> DOCUMENT:
[START]

You make the specification requirements 100 pages long, written by an attorney to cover your butt and make the vendor 101% responsible for any type of interoperability and performance issues conceivable.

You order samples. Try them out. Once you figure out the combination that works, you pray that the actual product shipments have not had engineering changes that cause adverse effects.


----------



## Southeast Power (Jan 18, 2009)

I do not dim tape lights. They are usually just fine off or on.
i have found that the type that dim have an integrated control.


----------



## btharmy (Jan 17, 2009)

If the driver is dimable, it will say so on the driver label 95%+ of the time. Besides, you can't control a standard receptacle with a dimmer switch anyway. You have more to consider than just the driver being dimable.


----------



## Electric_Light (Apr 6, 2010)

[END]

> DATA:
[START]

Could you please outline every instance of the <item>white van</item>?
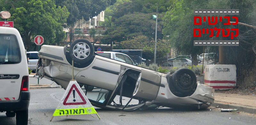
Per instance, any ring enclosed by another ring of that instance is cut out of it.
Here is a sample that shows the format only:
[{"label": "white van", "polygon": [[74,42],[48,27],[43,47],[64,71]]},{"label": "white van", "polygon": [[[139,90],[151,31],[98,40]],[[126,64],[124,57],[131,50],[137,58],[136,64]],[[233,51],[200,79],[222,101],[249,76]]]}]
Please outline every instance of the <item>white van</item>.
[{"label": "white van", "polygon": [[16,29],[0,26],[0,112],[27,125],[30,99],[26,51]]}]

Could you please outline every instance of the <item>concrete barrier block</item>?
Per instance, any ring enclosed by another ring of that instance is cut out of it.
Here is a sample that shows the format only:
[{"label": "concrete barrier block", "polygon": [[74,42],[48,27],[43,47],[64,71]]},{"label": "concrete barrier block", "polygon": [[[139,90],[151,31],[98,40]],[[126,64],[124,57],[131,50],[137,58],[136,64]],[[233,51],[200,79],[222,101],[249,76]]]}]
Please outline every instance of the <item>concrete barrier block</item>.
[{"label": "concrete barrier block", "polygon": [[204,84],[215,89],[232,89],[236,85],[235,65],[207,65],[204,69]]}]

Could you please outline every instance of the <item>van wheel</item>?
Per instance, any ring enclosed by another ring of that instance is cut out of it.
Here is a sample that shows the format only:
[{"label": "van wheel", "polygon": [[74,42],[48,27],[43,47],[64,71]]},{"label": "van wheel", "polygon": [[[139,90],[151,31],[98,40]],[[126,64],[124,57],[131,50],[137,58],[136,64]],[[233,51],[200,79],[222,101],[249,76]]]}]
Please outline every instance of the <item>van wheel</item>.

[END]
[START]

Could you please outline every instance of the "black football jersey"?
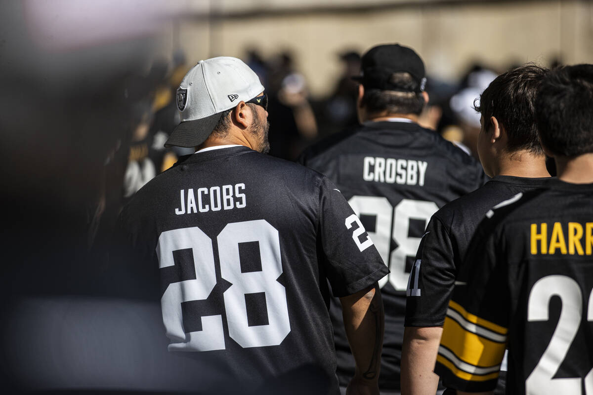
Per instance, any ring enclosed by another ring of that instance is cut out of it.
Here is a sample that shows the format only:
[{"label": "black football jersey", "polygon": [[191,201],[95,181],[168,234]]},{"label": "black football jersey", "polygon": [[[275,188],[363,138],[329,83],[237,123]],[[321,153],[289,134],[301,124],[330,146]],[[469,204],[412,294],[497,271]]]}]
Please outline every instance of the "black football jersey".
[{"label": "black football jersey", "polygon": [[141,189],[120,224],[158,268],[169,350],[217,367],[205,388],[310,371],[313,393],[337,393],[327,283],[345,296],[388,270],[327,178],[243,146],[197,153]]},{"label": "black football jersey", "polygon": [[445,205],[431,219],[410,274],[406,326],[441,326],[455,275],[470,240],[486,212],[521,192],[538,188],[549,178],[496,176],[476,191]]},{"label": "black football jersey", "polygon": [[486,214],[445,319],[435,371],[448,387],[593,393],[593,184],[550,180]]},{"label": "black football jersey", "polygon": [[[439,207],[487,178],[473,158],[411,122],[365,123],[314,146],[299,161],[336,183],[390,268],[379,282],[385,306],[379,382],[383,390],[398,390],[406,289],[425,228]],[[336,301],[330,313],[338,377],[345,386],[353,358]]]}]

[END]

> EXERCISE PROMPT: From the forum thread about dimming tape lights, reproduce the passage between "You order samples." and "(Jan 18, 2009)", inclusive.

> WRITTEN REPLY:
You order samples. Try them out. Once you figure out the combination that works, you pray that the actual product shipments have not had engineering changes that cause adverse effects.


----------



## Southeast Power (Jan 18, 2009)